> _Directions_
(1) Set down the part of the passage on the July plotters from "The earlier German" to "a few potatoes.", copying it word for word.
(2) Resume the passage on the July plotters, picking up after its last sentence.

The earlier German orthodoxy was that the rebels became active in early 1942 in revulsion at the shootings of Jews in Ukraine. In light of what we know, this is absurd. We can be sure that what fuelled the revolt was the realisation by general staff men such as Stauffenberg and Tresckow that Hitler was leading them to defeat. The rebels always knew what the regime was up to. Take Tresckow. He spent months in German-ruled Warsaw in early 1941 when the occupiers were starving 460,000 Jews crammed into the ghetto before gassing them to death. Mad though it sounds, the Warsaw ghetto was then an almost obligatory ‘tourist’ destination for the German army, a sort of ghastly theme park where your prize could be furs or jewels had for nothing from a Jew desperate for a few potatoes.
While many of the plotters had close links with Britain, they did not learn much. Stauffenberg had been foxhunting in the shires. The leaders of their think tank, the Kreisau Circle, had all studied at Oxford. The plotter Adam von Trott, a former Rhodes scholar, befriended future Labour cabinet ministers such as Richard Crossman, and was chums with David Astor (who edited the Observer until 1975) and Peter Fleming, brother to Ian of James Bond fame. Trott was in England in the summer of 1939 meeting the foreign secretary, Lord Halifax, and the prime minister, Neville Chamberlain. The rebels kept up with Anglo-Saxon thinking to the end, but rejected it outright (the Atlantic Charter and the Beveridge Report were both scorned). Instead, they concocted reactionary schemes which were either risible (for Germany’s internal governance) or ominous (for continued German rule over Europe). For these and other reasons, Churchill and Roosevelt rightly refused any contact with the conspirators. But they were not aware that if the putsch had worked, the UK and US would have faced a German administration stuffed with killers and accomplices. Albert Speer might have been a minister, Tresckow would have run the police.

> _Source information_
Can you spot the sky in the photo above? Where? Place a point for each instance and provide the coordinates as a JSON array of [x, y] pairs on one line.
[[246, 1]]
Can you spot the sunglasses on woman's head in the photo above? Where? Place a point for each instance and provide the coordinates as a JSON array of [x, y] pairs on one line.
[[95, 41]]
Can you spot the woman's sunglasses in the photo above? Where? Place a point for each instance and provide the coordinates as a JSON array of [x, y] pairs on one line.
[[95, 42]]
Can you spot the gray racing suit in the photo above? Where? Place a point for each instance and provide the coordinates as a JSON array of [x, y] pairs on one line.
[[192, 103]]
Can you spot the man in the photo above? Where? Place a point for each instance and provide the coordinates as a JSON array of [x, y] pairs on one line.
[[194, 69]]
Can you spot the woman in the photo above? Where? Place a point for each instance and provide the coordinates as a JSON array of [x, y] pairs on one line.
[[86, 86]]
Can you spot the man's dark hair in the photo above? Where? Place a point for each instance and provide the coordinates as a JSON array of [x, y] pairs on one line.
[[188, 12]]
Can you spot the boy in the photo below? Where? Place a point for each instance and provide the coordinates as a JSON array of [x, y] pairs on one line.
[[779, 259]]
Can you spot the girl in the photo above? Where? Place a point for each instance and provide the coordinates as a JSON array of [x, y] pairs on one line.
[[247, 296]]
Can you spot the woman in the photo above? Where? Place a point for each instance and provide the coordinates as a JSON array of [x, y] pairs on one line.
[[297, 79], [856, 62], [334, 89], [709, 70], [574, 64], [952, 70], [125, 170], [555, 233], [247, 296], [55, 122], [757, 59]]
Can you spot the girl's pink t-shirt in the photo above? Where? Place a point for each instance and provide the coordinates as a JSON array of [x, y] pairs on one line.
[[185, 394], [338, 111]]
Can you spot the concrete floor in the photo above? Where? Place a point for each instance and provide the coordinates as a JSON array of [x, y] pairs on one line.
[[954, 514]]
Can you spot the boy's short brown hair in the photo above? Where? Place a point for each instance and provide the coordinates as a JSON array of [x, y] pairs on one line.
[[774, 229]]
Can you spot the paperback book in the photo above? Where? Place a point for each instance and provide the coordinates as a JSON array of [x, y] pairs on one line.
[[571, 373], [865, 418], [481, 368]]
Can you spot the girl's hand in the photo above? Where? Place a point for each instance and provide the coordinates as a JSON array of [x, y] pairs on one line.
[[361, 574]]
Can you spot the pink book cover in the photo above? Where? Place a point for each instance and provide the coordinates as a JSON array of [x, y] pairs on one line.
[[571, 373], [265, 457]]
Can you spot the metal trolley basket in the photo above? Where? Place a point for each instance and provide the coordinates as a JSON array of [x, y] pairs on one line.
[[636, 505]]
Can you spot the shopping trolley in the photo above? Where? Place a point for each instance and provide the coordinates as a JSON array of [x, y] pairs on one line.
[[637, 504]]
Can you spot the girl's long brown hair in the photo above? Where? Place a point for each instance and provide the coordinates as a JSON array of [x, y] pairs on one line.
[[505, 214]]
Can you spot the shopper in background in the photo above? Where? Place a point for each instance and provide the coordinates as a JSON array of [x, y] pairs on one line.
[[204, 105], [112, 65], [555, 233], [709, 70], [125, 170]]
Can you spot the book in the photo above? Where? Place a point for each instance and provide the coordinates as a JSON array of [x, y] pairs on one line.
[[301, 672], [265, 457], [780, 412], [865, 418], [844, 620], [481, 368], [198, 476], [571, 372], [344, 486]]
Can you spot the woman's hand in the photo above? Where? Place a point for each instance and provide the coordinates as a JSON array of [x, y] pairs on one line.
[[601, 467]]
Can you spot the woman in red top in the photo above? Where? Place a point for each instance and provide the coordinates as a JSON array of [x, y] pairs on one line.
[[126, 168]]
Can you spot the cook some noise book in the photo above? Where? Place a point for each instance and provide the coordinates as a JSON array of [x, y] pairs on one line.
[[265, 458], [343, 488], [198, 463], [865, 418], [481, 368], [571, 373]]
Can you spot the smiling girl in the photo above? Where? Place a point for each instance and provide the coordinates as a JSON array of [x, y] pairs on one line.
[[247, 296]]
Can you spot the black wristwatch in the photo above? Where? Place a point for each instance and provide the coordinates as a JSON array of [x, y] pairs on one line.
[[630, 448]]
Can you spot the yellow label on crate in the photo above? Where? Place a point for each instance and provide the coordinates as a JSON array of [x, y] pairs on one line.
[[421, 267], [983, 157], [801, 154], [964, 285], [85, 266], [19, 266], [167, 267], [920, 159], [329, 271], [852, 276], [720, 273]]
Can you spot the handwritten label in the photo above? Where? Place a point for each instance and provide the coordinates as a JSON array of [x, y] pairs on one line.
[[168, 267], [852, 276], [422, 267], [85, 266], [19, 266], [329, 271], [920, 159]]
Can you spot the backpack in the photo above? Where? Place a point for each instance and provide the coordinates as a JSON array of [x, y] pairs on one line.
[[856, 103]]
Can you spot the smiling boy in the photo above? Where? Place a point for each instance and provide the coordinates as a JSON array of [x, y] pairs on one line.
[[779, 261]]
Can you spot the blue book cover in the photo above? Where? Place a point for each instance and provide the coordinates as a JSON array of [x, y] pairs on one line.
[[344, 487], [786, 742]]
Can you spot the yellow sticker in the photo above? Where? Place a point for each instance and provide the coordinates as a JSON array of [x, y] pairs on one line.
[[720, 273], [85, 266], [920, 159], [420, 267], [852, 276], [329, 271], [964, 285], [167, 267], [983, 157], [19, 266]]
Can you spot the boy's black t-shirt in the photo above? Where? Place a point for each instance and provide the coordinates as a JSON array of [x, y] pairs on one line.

> _Results of the tasks_
(1)
The earlier German orthodoxy was that the rebels became active in early 1942 in revulsion at the shootings of Jews in Ukraine. In light of what we know, this is absurd. We can be sure that what fuelled the revolt was the realisation by general staff men such as Stauffenberg and Tresckow that Hitler was leading them to defeat. The rebels always knew what the regime was up to. Take Tresckow. He spent months in German-ruled Warsaw in early 1941 when the occupiers were starving 460,000 Jews crammed into the ghetto before gassing them to death. Mad though it sounds, the Warsaw ghetto was then an almost obligatory ‘tourist’ destination for the German army, a sort of ghastly theme park where your prize could be furs or jewels had for nothing from a Jew desperate for a few potatoes.

(2)
Then there was Stauffenberg’s friend Fritz-Dietlof Count von der Schulenburg. An intermittent Kreisauer, a leading frondeur and a rabid Nazi, Schulenburg was deputy head of the Berlin police during the Kristallnacht official pogrom in 1938. When ruler in Silesia in 1939-40, he urged the murderous Einsatzgruppen into Poland, planned ethnic cleansing for Himmler and expelled the region’s Jews. In the Crimea he joined army men who led the local holocaust. As late as 1943 he was designing German dominance from Belgium to the Baltics. This criminal creature was to manage Germany’s Ministry of the Interior, no less.
If German and other historians know such facts about the leading frondeurs, why have they not forced them into the public domain? The answer has to be their own diffidence, plus the sheer strength with which 20 July has come to grip the German mind.
Thankfully, recent history takes a prominent place in German discourse. Only last month the right-wing Alternative für Deutschland party (with 16 per cent in the polls, it is snapping at the heels of the Merkel-led government) caused uproar by pooh-poohing the impact of Hitler when seen against the country’s 1,000 years of achievement.
So when it finally does come, expect the public demolition of the Stauffenberg putsch myth to be explosive within Germany. It will reverberate across Europe, too.